● Tarefa proposta a:
No trecho da página sobre a crise na Crimeia, quem dirige em Moscovo o Fundo Carnegie para a Paz Internacional?

---- Trecho da página

11-04-2014 - Marcelo Justo

A regra implícita que a Rússia violou na Crimeia é que não se usa a força a não ser que isso seja autorizado pelos EUA e seus aliados.

A crise na Crimeia gerou um aparente consenso sobre o novo momento histórico internacional que vivemos: a segunda Guerra Fria. No Ocidente, diplomatas, políticos e jornalistas coincidem em que a era de cooperação entre Rússia e Estados Unidos no marco de um “mundo multipolar”, visível com os atentados das torres gémeas e a “guerra contra o terrorismo”, é coisa do passado. A pergunta é se este consenso reflecte uma nova realidade ou é a simples posição por “default” que o Ocidente adopta em relação a Rússia.

O mundo bipolar da Guerra Fria tinha como pano de fundo um irredutível enfrentamento ideológico entre Estados Unidos e Rússia com repercussões em distintas partes do planeta (América Latina, África, Oriente Médio, Ásia) e a ameaça do holocausto nuclear, factores ausentes hoje. A Carta Maior analisou o tema com o director em Moscovo do americano Fundo Carnegie para a Paz Internacional (Carnegie Endowment for International Peace), o russo Dmitri Trenin.

Fala-se da crise actual como algo nos marcos de uma segunda guerra fria. É simples manchete de jornal ou uma realidade concreta?

Depende de como se defina a guerra fria. Se você a define como o que ocorreu entre os anos 40 e os 90 é altamente improvável que haja uma repetição daquele esquema bipolar. Mas se você a pensa como uma expressão do equilíbrio entre competição e cooperação que rege as relações internacionais, sim, é possível falar de uma nova guerra fria. Neste momento, temos um claro predomínio da competição e da rivalidade internacional sobre a cooperação.

De que tipo de rivalidade estamos falando?

--------
---- Dados fornecidos

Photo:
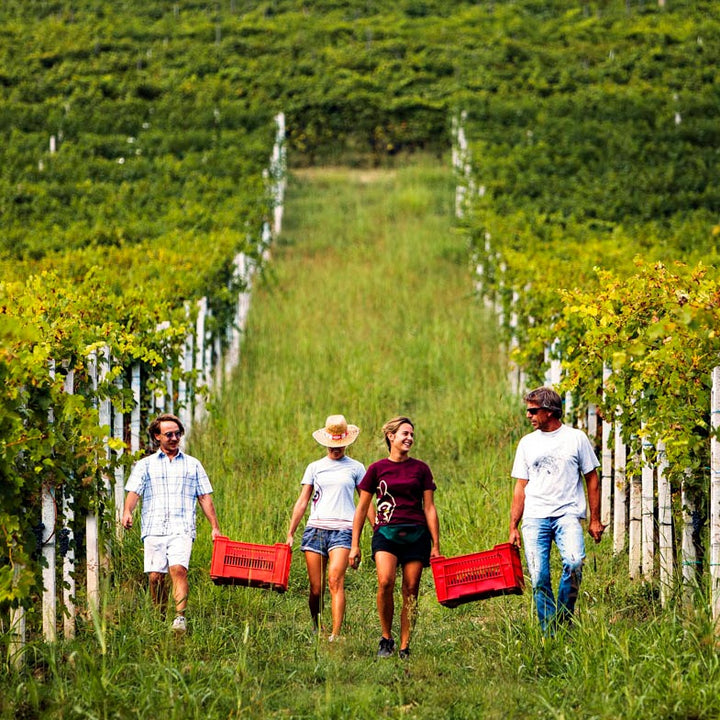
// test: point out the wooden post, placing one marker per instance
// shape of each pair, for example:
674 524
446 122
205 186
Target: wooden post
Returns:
135 413
648 509
715 498
17 630
635 524
118 432
690 560
665 527
48 519
69 554
606 492
48 572
620 496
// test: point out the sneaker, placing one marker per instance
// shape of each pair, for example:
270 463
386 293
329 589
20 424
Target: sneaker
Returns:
386 647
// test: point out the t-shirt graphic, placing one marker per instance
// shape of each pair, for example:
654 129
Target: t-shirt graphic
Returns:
386 504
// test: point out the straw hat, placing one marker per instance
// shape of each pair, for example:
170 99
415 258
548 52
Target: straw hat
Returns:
336 433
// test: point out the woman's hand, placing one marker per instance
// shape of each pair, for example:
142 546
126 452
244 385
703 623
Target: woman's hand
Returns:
354 557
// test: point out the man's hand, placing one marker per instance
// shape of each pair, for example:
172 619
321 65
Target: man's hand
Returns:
596 529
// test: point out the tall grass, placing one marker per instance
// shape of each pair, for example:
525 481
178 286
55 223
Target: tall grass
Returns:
368 311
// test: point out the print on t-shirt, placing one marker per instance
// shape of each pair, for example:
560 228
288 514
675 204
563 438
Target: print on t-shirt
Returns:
548 465
386 504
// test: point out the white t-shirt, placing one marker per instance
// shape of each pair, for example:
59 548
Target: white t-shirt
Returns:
333 502
554 464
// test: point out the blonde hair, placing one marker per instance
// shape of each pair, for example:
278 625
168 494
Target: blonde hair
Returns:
392 426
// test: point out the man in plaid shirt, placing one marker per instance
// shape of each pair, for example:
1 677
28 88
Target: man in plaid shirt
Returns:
170 484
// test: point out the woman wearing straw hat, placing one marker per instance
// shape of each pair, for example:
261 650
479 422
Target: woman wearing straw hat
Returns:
331 484
407 531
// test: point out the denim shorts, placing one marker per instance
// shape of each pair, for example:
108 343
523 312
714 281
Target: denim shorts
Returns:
405 553
323 541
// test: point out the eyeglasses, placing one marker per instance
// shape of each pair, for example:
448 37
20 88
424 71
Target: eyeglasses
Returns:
535 411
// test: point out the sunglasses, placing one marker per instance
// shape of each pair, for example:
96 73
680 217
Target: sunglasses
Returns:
535 411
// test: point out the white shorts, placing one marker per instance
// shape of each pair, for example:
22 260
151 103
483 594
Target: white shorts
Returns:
162 551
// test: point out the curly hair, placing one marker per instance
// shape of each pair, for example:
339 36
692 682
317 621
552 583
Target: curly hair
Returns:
392 426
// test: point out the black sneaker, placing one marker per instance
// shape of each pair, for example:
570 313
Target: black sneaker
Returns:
386 647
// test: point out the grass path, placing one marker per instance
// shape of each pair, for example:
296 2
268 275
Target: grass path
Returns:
368 310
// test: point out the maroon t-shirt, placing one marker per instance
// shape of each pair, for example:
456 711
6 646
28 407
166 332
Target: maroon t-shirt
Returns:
399 488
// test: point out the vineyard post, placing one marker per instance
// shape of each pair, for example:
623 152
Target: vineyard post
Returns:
66 547
135 413
499 309
690 561
92 540
715 496
184 400
620 496
515 376
554 373
199 409
635 523
217 352
232 354
49 611
591 422
18 629
606 486
118 433
208 362
665 526
648 508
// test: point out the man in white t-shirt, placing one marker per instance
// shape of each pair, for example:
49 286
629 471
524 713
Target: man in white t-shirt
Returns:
549 498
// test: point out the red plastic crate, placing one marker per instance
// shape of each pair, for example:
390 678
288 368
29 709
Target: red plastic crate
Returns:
236 563
478 576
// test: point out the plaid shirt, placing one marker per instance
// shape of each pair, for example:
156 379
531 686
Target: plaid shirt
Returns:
169 490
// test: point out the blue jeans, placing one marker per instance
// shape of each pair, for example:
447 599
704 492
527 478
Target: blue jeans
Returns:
538 536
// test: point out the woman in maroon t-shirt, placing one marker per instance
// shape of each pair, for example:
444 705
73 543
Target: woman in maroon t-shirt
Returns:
406 532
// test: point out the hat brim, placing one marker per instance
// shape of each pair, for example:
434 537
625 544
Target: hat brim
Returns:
326 440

--------

● Tarefa proposta b:
Organize como lista JSON de strings, uma por linha e sem as linhas em branco, tudo o que vai da linha dos registros que contém "brim, placing one marker per instance" até o fim dos registros, incluindo essa primeira linha.

● Resultado da tarefa a:
O russo Dmitri Trenin.

● Resultado da tarefa b:
[
  "// test: point out the hat brim, placing one marker per instance",
  "// shape of each pair, for example:",
  "434 537",
  "625 544",
  "Target: hat brim",
  "Returns:",
  "326 440"
]